*Given request 1*: In the essay on Arthur Boyd's Wimmera painting, rewrite the part that begins at the words "(c) Arthur Boyd/Copyright" and stops after "a Wimmera landscape.", changing "archetypes" to "symbols" wherever it occurs.
*Given request 2*: How many lines of the rows contain the string "wicker"? Give only the number.

*Provided passage*:
####################
(c) Arthur Boyd/Copyright Agency, 2020
48. ARTHUR BOYD
In this painting Arthur Boyd introduces one of his most potent archetypes into the still, sparse space of a Wimmera landscape.
Boyd began painting the Wimmera district in western Victoria some two decades earlier, first visiting in the summer of 1948-49. Known for its wheatfields and vast plains, the Wimmera had attracted the attention of artists before him such as Russell Drysdale (1912-1981) and Boyd’s friend and contemporary, Sidney Nolan (1917-1992). Boyd brought to it his own unique sensibility, finding a landscape that combined the ‘matter-of-fact and poetical.’1 For Boyd, the Wimmera’s parched open spaces and sun-bleached fields dotted with farming equipment evoked a quintessentially Australian rural experience, while its infinite horizons and seemingly endless space stirred the artist’s creative imagination.
When Boyd’s Wimmera landscapes were exhibited in 1950 in Sydney they received instant acclaim, and both the Art Gallery of New South Wales and National Gallery of Victoria acquired works for their collections.2 Over the next few years Boyd continued to travel through the Wimmera district, garnering inspiration for work which he would continue to create decades later. Though he was based in the UK for the majority of the 1960s, he would intermittently return to the Australian landscape in his art, where it would often act as a stage for mythical themes.
In the present work Boyd introduces the motif of the Bride, which he developed a decade earlier in his seminal series of paintings Love, Marriage and Death of a Half-caste, now simply known as the Brides. More than forty paintings form this body of work, which were made over several years from 1958 onwards, and exhibited in both Australia and London. The series is now regarded as Boyd’s most profound allegorical work, and the Brides are undisputedly amongst the most important artworks created by an Australian artist in the twentieth century.
####################
*Excerpted records*:
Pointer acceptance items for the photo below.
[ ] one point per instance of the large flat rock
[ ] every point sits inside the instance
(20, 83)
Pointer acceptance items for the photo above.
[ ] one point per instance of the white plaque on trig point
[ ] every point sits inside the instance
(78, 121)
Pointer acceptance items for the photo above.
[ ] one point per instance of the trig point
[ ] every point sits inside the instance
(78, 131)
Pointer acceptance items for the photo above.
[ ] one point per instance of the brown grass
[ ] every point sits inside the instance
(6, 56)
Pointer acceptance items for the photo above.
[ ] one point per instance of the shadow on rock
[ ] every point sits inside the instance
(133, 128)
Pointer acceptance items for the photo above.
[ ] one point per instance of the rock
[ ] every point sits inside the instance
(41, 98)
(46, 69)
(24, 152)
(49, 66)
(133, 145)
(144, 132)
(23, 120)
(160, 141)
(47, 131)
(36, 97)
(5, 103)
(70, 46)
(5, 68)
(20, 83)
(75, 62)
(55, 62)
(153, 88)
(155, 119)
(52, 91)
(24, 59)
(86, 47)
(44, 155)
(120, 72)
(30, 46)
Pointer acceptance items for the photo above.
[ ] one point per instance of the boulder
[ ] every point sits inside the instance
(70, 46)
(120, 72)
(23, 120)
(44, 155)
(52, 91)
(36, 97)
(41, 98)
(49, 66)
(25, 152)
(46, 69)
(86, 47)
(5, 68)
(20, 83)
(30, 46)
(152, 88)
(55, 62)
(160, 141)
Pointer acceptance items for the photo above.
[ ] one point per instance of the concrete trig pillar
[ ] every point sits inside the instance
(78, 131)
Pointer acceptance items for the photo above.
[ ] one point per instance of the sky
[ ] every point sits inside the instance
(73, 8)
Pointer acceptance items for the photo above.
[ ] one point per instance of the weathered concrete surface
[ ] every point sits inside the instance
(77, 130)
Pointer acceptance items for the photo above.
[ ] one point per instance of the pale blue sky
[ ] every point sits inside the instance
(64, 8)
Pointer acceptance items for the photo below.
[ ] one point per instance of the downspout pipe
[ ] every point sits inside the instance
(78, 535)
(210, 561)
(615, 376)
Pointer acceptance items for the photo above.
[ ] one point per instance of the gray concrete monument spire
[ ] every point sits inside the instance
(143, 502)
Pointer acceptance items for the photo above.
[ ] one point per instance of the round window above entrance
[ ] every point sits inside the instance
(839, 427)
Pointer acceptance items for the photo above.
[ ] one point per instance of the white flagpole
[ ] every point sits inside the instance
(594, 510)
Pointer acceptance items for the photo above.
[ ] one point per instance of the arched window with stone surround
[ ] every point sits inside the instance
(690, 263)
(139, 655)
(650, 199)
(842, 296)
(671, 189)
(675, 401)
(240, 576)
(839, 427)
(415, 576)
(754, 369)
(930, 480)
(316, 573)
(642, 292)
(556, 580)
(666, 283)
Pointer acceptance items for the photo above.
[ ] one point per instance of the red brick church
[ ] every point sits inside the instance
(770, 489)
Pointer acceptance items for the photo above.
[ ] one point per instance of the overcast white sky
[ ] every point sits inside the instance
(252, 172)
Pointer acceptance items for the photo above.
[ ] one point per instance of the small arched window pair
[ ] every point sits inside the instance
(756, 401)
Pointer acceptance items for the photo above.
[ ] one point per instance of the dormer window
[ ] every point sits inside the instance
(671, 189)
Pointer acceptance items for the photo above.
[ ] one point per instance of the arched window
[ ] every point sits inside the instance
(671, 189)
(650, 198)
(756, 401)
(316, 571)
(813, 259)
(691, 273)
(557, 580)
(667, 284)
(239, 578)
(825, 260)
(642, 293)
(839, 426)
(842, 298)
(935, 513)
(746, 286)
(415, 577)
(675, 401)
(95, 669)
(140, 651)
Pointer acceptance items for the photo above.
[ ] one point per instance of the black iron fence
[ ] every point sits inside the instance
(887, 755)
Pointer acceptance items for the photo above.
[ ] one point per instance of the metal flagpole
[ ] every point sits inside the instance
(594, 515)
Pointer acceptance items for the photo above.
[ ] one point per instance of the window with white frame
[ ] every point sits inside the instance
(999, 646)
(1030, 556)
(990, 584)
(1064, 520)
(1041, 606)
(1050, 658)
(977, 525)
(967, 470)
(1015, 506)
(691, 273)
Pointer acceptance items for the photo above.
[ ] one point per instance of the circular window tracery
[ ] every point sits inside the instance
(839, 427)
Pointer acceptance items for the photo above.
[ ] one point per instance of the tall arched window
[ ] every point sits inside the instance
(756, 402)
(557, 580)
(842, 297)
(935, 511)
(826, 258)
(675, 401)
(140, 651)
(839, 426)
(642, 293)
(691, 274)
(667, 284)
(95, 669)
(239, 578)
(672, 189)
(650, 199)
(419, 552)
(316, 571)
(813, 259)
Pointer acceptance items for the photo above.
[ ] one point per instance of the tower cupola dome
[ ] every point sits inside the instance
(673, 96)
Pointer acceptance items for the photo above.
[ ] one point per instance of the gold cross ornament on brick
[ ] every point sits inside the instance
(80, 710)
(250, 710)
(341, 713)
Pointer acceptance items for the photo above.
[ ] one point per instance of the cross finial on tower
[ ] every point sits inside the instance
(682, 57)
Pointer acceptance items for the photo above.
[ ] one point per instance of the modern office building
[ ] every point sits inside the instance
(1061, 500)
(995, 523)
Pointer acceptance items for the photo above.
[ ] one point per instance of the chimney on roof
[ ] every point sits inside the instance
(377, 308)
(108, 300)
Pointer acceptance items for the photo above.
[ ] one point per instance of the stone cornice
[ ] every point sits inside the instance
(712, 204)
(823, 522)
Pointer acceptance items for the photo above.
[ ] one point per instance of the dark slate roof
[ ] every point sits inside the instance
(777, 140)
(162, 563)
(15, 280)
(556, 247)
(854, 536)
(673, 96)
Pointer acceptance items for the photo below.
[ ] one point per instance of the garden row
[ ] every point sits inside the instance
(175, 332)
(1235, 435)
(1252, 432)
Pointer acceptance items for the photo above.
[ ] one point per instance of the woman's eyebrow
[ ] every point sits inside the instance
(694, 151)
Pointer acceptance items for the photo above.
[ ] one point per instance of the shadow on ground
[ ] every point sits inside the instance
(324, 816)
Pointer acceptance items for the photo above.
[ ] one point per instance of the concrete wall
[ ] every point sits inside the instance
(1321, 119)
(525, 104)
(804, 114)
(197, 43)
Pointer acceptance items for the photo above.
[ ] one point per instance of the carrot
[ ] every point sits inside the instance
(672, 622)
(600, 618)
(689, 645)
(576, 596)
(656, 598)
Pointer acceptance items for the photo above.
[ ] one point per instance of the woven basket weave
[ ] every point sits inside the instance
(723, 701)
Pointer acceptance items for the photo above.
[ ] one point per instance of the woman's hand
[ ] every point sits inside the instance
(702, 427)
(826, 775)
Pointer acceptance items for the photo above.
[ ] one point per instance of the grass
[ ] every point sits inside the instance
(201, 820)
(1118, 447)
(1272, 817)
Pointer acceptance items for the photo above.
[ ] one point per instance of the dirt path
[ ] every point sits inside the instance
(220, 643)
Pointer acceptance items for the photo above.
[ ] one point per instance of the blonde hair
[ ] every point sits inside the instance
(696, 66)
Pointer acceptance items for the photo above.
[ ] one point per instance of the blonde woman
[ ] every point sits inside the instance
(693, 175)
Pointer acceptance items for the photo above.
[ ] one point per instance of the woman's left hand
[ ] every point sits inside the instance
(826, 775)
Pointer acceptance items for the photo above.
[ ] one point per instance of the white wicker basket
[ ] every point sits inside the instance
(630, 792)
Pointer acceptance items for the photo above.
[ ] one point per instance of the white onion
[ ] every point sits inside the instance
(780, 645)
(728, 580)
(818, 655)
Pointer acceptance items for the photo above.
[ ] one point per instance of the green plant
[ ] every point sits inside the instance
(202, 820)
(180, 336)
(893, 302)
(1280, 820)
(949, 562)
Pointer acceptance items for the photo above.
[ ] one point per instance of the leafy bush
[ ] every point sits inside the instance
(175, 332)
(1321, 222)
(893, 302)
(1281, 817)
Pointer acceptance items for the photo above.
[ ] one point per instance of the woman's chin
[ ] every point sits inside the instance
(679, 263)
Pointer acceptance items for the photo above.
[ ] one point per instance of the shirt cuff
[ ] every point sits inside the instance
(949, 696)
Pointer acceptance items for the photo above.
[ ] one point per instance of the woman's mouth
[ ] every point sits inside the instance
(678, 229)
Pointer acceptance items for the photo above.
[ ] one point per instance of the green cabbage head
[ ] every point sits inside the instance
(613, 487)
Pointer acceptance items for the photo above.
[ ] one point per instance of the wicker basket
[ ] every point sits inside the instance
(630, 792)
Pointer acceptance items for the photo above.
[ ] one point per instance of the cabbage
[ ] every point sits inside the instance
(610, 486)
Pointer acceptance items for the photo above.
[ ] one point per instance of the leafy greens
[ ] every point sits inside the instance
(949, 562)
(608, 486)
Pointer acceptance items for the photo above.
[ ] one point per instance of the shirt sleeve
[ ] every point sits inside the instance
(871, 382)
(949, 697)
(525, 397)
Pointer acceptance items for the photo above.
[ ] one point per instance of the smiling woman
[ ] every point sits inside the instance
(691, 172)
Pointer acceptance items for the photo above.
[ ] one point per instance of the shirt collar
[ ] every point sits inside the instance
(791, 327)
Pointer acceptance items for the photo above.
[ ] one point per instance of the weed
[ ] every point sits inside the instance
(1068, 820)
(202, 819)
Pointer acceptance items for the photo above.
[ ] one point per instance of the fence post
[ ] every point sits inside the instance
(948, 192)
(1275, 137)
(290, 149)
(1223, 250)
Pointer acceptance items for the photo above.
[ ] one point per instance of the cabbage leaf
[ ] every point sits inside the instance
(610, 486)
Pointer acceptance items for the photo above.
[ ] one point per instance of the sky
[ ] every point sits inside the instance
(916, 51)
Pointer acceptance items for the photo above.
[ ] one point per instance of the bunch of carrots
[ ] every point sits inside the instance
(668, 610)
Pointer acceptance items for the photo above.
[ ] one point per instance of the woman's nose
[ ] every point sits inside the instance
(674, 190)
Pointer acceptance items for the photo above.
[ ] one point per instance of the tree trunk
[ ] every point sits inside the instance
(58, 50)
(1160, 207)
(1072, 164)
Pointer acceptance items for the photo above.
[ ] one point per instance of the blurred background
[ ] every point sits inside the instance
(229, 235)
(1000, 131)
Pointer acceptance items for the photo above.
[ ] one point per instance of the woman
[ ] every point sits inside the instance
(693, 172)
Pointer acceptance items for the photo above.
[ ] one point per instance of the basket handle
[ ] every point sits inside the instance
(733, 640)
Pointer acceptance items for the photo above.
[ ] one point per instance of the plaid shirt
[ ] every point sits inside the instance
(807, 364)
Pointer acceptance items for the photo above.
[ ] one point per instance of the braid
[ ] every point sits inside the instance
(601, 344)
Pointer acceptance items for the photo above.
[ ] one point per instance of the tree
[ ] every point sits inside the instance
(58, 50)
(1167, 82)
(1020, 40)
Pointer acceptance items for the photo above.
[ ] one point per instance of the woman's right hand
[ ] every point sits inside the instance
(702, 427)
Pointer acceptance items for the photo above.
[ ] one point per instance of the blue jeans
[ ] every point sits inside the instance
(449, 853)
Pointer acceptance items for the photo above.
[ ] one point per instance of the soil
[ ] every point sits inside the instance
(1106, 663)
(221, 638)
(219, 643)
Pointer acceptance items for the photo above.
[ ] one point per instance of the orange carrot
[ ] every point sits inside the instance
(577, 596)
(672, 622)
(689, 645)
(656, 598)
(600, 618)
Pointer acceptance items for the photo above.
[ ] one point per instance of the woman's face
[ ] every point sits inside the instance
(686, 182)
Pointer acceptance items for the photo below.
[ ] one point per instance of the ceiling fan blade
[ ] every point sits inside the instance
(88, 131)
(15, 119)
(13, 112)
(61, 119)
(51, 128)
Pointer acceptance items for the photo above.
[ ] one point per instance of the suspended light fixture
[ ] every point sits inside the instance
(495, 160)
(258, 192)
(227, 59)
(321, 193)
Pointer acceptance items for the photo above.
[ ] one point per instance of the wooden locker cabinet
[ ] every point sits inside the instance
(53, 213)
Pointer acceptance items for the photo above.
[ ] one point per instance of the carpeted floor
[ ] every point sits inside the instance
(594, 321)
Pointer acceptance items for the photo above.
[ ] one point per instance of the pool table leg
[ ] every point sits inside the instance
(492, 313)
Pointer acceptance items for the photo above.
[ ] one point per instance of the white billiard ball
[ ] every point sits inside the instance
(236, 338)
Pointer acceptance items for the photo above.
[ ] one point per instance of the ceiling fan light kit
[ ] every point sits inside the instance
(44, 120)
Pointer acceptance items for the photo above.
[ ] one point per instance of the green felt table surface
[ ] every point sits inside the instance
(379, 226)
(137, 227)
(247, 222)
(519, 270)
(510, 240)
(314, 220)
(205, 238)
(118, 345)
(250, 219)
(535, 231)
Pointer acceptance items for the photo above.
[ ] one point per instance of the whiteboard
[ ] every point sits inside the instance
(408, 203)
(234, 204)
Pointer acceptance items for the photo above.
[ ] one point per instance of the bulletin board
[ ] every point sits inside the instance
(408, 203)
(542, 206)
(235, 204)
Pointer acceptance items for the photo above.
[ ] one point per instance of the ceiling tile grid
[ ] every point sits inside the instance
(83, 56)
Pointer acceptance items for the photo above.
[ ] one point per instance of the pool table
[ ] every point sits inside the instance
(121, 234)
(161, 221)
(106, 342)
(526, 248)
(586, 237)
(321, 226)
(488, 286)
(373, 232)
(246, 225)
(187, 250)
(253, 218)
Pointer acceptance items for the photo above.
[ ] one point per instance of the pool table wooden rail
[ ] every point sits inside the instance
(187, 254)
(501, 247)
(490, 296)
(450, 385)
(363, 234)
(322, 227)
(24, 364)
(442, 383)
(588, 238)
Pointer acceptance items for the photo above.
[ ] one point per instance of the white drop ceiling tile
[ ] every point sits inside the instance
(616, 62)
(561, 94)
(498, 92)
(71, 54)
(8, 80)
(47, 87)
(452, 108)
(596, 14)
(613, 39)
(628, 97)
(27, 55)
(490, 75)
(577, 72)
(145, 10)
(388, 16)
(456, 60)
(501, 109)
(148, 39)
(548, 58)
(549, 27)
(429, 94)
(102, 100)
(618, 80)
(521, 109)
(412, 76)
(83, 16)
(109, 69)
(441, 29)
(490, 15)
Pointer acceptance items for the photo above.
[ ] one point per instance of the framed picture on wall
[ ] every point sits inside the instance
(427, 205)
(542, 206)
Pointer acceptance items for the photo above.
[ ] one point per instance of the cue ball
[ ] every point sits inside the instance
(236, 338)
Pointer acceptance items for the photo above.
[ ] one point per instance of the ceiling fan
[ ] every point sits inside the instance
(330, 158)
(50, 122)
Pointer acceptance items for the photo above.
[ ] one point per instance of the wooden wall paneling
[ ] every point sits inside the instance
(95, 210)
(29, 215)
####################
*Exercise result 1*:
(c) Arthur Boyd/Copyright Agency, 2020
48. ARTHUR BOYD
In this painting Arthur Boyd introduces one of his most potent symbols into the still, sparse space of a Wimmera landscape.

*Exercise result 2*: 2